Stored data entries:

━━━━━━━━━━━━━━━━━━━━━━━━━━━━━━

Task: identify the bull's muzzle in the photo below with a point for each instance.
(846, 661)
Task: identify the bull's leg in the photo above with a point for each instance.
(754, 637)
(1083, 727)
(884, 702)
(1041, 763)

━━━━━━━━━━━━━━━━━━━━━━━━━━━━━━

> _What you will do_
Set down only the line containing "Task: identify the bull's leg" and the lines after it through the end, exactly as they appear above.

> _Written reply_
Task: identify the bull's leg in the photo above with a point for each instance.
(754, 637)
(1083, 727)
(884, 702)
(1041, 763)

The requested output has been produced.